When Warner Brothers introduced John Garfield in the 1958 film FOUR DAUGHTERS, the tremendous impact he made on critics and audiences everywhere went beyond optimistic expectations. ‘The most startling innovation in the way of a screen character in years,” said the New York Times, and critic James Agee called Garfield’s performance “bitterly brilliant.” Audiences agreed. Playing Mickey Borden, a fascinating fatalist, reckless, poor and unhappy, whose hate of middle-class hypocritical conventions makes him insufferably rude to everybody and who assumes as a matter of course that all the cards are stacked against him, Garfield was the very opposite of Hollywood’s classic glamour boy image, a welcome relief from conventional screen types, and as such was an immediate sensation.

Garfield was twenty-five years old, truly devoted to the legitimate stage and completely unimpressed by his success. In fact, he was far from considering himself a good actor. “No actor can really be good,” he said, “until he’s reached forty.”

————————

» Exercise tasks
1/ Sum up the John Garfield text in two sentences.
2/ Write what comes next in the John Garfield text, picking up after its last sentence.
You won't need the records that come next for any of this.

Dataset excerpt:
————————

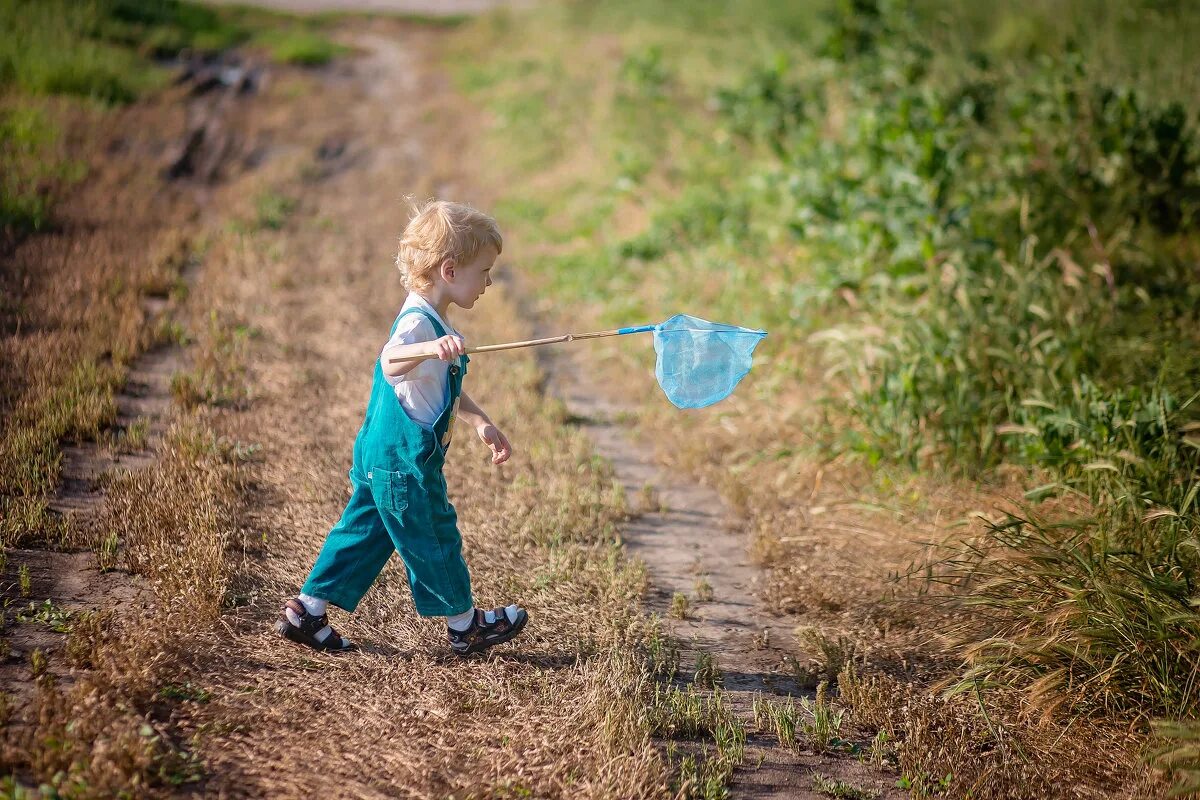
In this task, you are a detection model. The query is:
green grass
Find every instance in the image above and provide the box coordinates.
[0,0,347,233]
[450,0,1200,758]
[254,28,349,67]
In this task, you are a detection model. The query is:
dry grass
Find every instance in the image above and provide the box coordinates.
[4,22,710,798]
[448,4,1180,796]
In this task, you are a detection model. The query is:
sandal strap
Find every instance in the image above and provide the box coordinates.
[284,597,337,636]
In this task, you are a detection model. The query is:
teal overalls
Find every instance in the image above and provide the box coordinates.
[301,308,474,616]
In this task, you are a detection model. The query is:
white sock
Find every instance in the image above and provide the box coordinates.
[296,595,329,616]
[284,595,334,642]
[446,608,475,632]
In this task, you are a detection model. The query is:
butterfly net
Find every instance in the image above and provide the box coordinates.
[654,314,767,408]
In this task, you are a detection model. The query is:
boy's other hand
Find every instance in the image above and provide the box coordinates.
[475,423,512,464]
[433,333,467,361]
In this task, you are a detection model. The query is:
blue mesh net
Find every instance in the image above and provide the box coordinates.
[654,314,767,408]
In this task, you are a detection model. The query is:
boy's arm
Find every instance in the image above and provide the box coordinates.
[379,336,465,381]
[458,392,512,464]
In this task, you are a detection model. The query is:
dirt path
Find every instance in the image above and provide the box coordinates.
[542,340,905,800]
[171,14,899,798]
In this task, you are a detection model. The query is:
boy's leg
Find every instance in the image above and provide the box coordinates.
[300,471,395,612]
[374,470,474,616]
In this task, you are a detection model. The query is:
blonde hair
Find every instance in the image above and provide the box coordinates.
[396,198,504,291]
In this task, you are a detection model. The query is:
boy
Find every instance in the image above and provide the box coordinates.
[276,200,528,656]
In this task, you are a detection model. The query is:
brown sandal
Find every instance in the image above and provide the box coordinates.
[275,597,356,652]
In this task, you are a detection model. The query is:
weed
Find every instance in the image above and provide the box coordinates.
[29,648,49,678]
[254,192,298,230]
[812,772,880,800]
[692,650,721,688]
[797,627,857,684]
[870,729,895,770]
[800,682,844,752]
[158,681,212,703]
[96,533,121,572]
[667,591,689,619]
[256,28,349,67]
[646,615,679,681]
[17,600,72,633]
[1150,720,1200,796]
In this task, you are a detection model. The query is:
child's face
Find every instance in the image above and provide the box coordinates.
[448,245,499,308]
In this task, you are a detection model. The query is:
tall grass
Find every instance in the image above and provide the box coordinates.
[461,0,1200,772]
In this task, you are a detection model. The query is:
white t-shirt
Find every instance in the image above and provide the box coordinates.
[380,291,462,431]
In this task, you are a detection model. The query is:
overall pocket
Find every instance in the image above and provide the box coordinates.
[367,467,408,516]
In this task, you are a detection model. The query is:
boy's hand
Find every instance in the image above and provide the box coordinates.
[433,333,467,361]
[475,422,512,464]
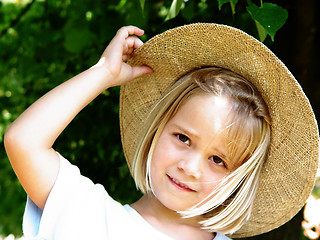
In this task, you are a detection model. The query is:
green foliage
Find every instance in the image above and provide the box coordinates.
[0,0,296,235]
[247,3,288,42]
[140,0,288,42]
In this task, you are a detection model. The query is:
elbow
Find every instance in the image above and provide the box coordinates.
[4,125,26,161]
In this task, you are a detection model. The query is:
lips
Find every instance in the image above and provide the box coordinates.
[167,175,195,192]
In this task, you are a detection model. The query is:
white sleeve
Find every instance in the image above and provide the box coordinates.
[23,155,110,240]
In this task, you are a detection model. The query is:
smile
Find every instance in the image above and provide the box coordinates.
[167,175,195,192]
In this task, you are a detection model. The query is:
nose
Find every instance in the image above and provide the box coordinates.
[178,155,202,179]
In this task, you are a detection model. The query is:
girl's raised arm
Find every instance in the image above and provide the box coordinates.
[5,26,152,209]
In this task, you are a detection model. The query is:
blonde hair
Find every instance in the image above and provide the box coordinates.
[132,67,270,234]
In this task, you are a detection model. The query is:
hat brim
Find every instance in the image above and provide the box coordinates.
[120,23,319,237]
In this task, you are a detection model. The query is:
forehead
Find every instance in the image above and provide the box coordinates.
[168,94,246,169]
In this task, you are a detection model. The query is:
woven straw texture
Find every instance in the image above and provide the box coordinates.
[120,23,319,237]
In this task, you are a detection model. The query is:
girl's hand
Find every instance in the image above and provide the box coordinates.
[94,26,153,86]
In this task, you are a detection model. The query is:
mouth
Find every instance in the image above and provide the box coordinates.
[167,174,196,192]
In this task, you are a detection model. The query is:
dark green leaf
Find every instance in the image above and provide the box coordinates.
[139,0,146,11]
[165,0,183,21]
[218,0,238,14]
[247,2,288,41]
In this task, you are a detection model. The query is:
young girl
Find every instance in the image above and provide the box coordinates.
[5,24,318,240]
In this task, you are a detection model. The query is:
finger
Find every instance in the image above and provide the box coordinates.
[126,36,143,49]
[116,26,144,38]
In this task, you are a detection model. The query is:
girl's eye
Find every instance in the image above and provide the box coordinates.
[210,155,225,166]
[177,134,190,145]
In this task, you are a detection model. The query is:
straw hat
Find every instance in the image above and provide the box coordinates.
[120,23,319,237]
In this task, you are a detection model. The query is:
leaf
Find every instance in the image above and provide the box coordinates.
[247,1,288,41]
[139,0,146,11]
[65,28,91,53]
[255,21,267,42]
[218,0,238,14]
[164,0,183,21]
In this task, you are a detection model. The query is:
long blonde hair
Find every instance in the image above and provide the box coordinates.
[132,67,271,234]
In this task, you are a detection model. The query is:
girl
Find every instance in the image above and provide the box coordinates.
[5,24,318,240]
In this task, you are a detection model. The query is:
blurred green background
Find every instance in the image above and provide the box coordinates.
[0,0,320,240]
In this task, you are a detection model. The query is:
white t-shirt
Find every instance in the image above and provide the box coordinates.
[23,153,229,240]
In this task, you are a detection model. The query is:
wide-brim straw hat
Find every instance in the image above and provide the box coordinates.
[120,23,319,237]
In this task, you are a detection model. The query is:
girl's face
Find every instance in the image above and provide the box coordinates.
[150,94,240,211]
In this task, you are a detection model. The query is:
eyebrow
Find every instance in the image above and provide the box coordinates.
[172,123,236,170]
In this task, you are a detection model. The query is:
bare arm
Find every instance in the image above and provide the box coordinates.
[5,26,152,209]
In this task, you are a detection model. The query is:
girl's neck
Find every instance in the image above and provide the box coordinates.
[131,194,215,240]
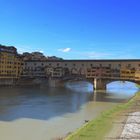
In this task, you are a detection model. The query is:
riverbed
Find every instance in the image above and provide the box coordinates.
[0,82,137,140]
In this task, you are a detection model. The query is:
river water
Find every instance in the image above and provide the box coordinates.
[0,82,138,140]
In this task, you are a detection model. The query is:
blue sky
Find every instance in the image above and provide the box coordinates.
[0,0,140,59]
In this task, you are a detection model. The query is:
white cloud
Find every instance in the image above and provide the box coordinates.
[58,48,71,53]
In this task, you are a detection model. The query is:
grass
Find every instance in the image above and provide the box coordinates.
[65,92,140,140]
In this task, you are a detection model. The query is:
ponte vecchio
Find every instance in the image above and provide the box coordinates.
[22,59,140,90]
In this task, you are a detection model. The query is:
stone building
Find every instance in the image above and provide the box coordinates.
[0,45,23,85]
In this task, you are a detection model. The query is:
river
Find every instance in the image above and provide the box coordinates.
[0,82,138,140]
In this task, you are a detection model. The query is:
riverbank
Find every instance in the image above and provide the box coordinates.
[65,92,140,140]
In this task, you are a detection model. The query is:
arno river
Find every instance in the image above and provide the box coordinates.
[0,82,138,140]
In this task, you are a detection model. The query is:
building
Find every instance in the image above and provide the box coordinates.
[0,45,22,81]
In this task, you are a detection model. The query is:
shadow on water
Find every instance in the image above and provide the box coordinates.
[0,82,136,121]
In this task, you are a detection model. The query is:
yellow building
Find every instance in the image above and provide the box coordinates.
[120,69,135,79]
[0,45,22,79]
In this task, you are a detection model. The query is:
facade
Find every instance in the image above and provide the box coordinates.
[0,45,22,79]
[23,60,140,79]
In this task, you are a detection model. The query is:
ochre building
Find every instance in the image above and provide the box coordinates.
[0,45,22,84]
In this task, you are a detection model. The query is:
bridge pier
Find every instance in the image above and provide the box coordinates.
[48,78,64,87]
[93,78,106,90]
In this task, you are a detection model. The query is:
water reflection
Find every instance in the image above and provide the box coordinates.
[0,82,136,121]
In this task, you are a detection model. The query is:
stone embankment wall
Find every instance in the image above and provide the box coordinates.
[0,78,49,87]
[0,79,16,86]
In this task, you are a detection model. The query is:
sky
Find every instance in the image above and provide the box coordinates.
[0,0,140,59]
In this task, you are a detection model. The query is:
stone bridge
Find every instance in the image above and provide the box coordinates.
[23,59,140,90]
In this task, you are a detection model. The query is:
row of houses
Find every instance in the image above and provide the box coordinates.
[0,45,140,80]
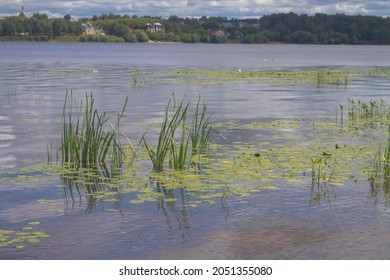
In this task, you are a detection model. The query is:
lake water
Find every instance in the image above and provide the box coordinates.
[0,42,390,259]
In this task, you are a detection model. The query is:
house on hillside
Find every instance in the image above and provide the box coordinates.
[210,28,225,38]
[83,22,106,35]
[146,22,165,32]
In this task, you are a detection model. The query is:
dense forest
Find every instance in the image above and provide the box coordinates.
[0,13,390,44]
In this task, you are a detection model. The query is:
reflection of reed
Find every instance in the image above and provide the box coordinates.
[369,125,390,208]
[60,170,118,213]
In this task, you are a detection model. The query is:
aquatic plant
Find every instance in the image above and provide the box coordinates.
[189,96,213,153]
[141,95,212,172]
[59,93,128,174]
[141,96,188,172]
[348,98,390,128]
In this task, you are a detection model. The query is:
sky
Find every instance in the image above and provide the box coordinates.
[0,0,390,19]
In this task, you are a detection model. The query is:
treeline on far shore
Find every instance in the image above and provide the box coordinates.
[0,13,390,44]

————————

» Outputs
1/ John Garfield's debut as Mickey Borden in the Warner Brothers film FOUR DAUGHTERS made a huge impression on critics and audiences, who saw him as a welcome break from Hollywood's usual glamour types. At twenty-five, Garfield was devoted to the stage, unimpressed by his success, and convinced that no actor can be truly good until reaching forty.

2/
For him, Hollywood was an aggregation of “overdressed mugs” who didn’t have guts enough to stand up against tough going in the legitimate theatre. His wife, the former Roberta Mann, didn’t want him to go into motion pictures. “We’ll ‘go Hollywood,” she argued plaintively. Garfield promised her that he would take every precaution against “going Hollywood.” First, his contract with Warner Brothers allowed him to perform in a stipulated number of New York plays at his option. Second, the Garfields refused to own a home in Hollywood. When they moved into their first rented house, Garfield took a salami from a paper bag, hung it on a hook in the kitchen, and announced proudly, “Now we live here.” The salami served Garfield as a symbol and a warning against arrogance. It was also a reminder of a humbler period in his life, when he was a Bronx boy and a possible candidate for reform school.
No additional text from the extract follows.